— What you need to do —
The number of lines holding "green" is all you should give; count them in the records below.

------------------------------------------------------------

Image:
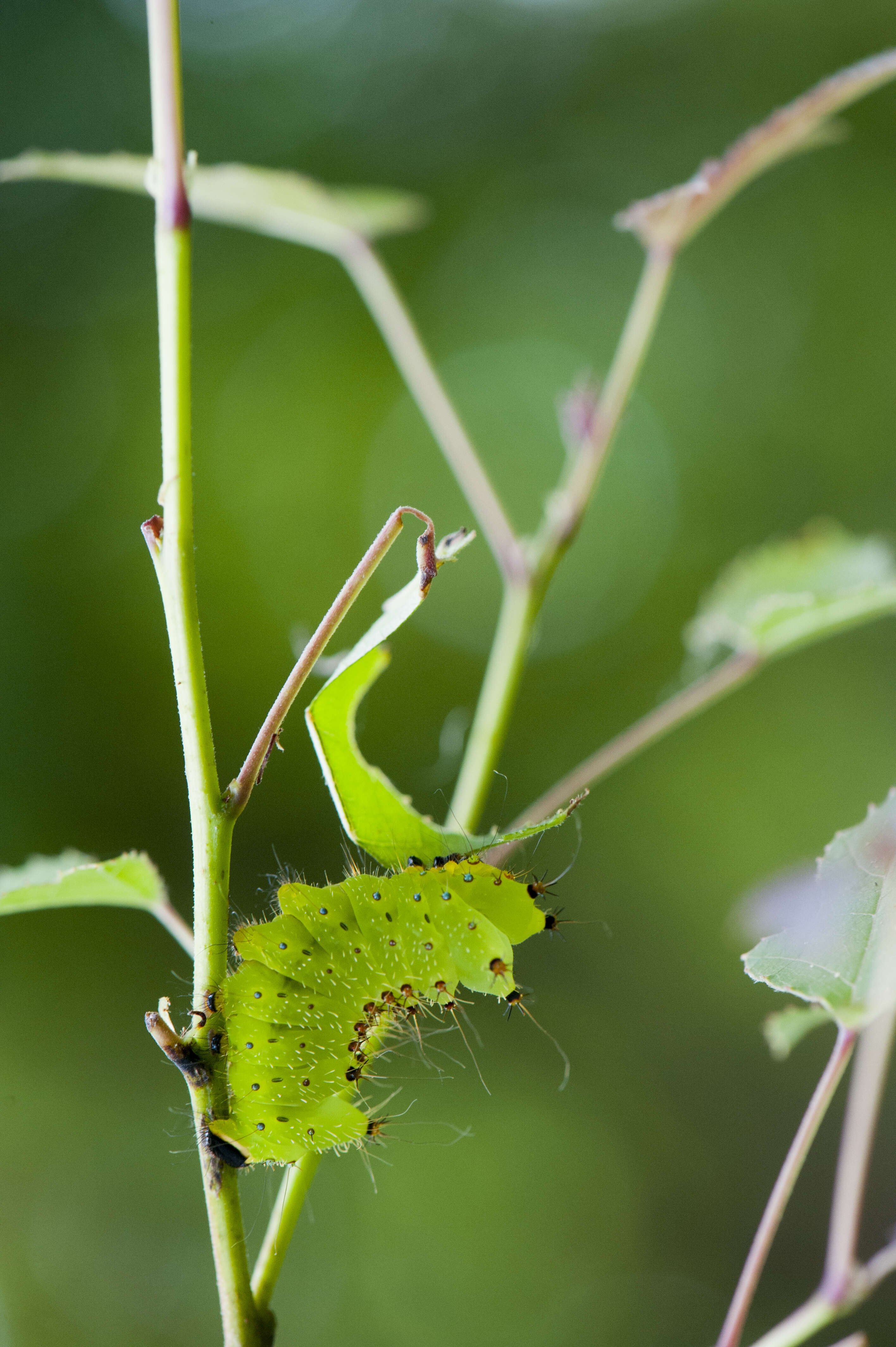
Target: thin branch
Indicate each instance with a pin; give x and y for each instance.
(408, 349)
(564, 514)
(801, 1325)
(882, 1265)
(566, 507)
(860, 1124)
(288, 1209)
(240, 788)
(495, 708)
(651, 728)
(170, 542)
(825, 1090)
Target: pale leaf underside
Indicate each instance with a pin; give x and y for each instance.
(840, 951)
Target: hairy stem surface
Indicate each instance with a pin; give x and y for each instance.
(288, 1209)
(170, 541)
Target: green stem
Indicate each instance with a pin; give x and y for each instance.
(286, 1213)
(240, 788)
(171, 546)
(800, 1326)
(564, 515)
(503, 674)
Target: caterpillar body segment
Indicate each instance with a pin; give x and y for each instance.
(325, 984)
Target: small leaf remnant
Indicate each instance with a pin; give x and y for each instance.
(841, 951)
(790, 593)
(786, 1028)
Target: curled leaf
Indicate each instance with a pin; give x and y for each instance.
(840, 953)
(374, 813)
(673, 217)
(790, 593)
(269, 201)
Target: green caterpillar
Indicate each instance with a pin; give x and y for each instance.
(322, 985)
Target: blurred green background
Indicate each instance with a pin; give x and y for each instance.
(619, 1212)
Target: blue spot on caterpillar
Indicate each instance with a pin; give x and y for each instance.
(314, 1000)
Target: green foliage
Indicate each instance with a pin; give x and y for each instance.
(790, 593)
(841, 954)
(343, 972)
(374, 813)
(285, 205)
(786, 1028)
(73, 880)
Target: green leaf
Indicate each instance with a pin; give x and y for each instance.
(671, 219)
(840, 951)
(73, 880)
(269, 201)
(786, 1028)
(374, 813)
(790, 593)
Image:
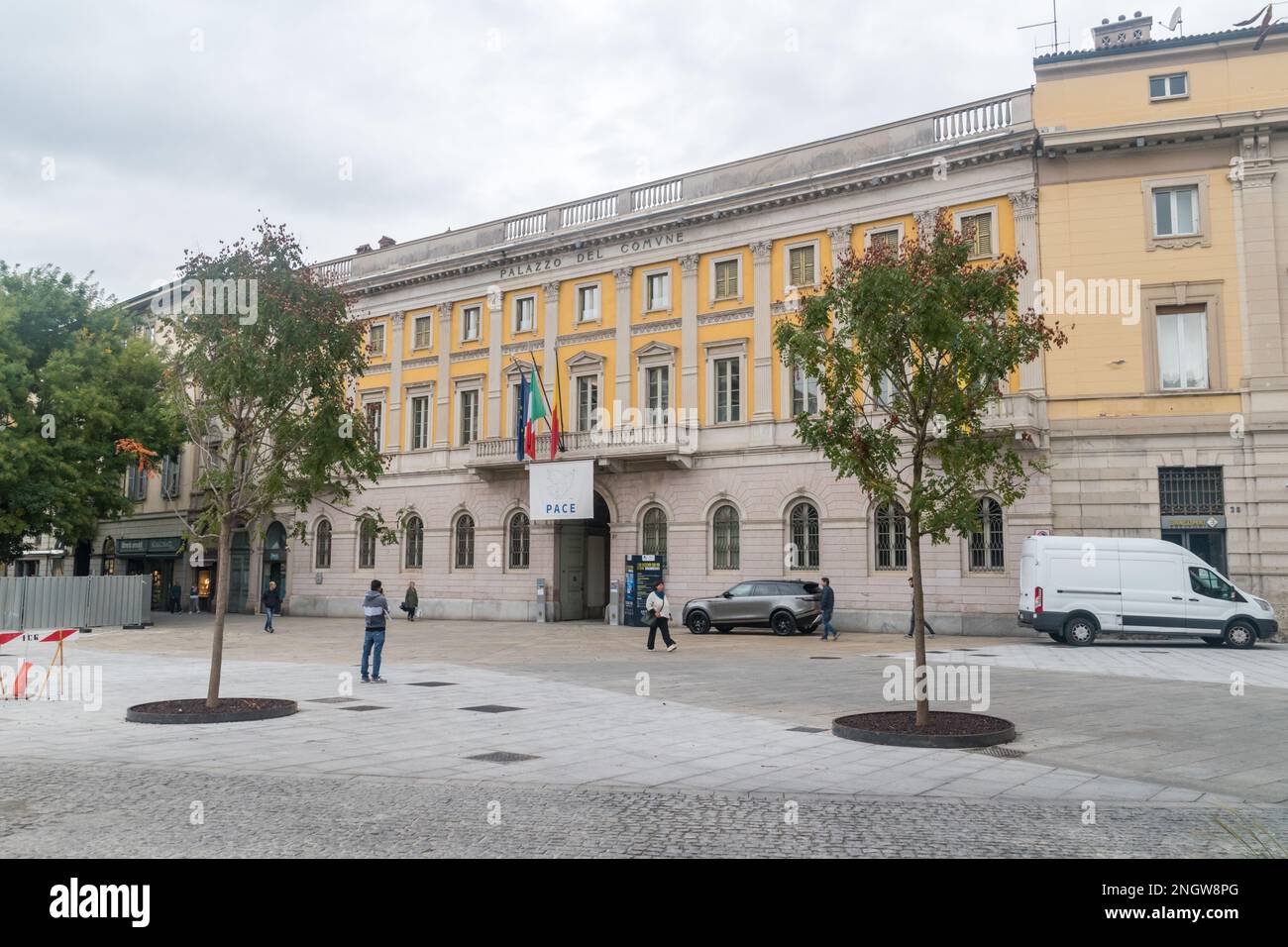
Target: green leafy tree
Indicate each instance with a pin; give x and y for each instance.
(77, 376)
(261, 371)
(910, 346)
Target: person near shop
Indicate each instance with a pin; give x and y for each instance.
(271, 603)
(660, 616)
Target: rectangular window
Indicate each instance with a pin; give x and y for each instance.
(802, 265)
(588, 401)
(658, 381)
(1172, 86)
(375, 416)
(728, 390)
(978, 230)
(1176, 211)
(472, 322)
(469, 416)
(726, 278)
(588, 304)
(657, 291)
(1183, 348)
(804, 393)
(420, 421)
(423, 331)
(524, 313)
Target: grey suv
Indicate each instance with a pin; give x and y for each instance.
(787, 607)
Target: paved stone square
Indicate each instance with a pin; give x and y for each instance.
(716, 735)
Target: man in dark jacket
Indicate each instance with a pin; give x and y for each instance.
(375, 609)
(271, 602)
(827, 603)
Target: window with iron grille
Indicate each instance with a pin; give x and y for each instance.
(415, 531)
(804, 531)
(464, 536)
(986, 543)
(1190, 491)
(322, 540)
(725, 539)
(892, 530)
(368, 545)
(520, 540)
(655, 531)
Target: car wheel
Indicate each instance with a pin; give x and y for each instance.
(1240, 634)
(1080, 631)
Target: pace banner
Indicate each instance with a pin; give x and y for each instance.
(562, 489)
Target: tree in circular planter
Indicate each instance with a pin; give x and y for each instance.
(911, 347)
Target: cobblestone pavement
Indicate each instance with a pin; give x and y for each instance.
(77, 810)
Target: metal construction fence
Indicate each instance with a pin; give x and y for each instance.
(40, 602)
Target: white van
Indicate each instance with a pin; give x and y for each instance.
(1076, 587)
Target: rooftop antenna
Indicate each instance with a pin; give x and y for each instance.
(1055, 33)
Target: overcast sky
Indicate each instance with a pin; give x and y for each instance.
(130, 132)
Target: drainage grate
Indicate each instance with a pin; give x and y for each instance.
(502, 757)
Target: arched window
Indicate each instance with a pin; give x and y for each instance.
(415, 540)
(804, 536)
(464, 541)
(986, 541)
(322, 545)
(655, 531)
(892, 530)
(725, 539)
(368, 545)
(520, 540)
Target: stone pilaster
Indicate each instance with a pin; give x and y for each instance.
(690, 331)
(1024, 210)
(763, 350)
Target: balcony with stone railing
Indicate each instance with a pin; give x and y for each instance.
(652, 444)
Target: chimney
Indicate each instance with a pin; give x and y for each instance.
(1124, 33)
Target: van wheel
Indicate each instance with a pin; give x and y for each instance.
(1080, 631)
(1240, 634)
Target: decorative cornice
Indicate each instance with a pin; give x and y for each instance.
(712, 318)
(660, 326)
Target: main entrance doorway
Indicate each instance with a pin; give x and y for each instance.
(584, 565)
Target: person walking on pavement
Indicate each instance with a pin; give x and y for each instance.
(271, 602)
(410, 602)
(827, 603)
(912, 616)
(660, 613)
(375, 609)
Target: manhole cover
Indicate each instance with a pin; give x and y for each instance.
(502, 757)
(1006, 753)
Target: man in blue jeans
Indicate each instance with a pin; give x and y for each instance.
(827, 603)
(375, 609)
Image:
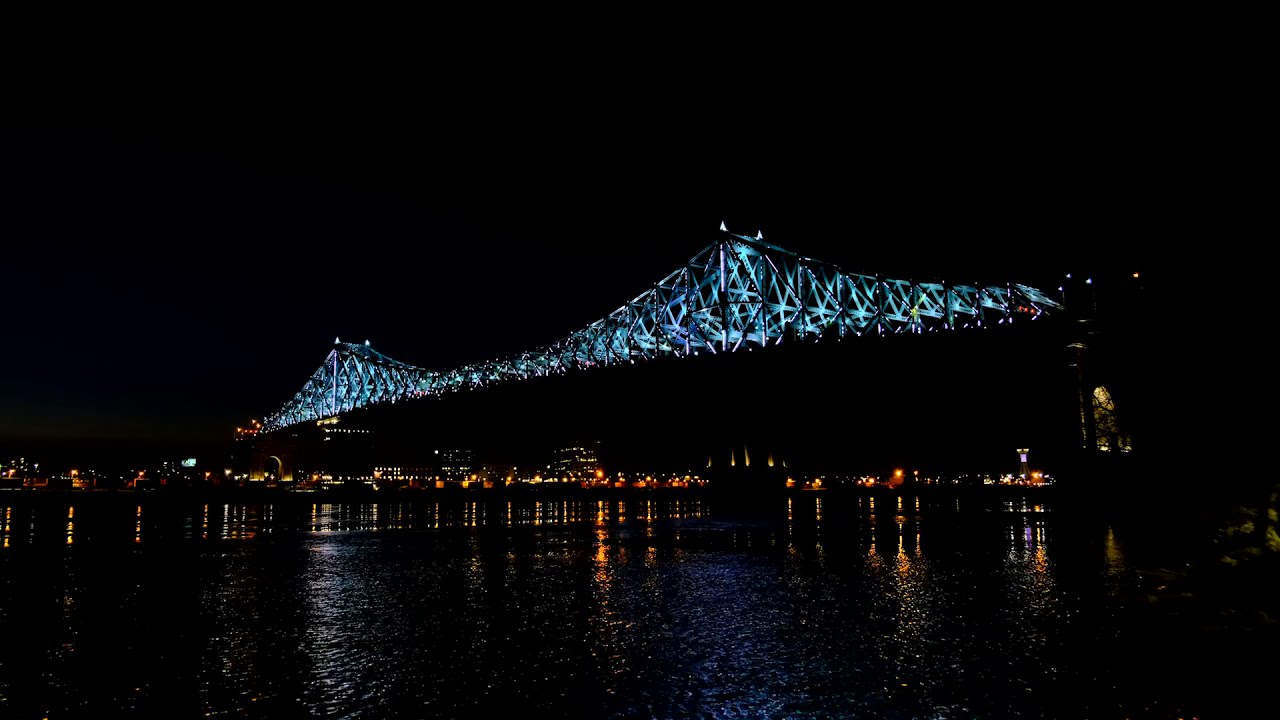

------------------------------------------------------------

— Task solution —
6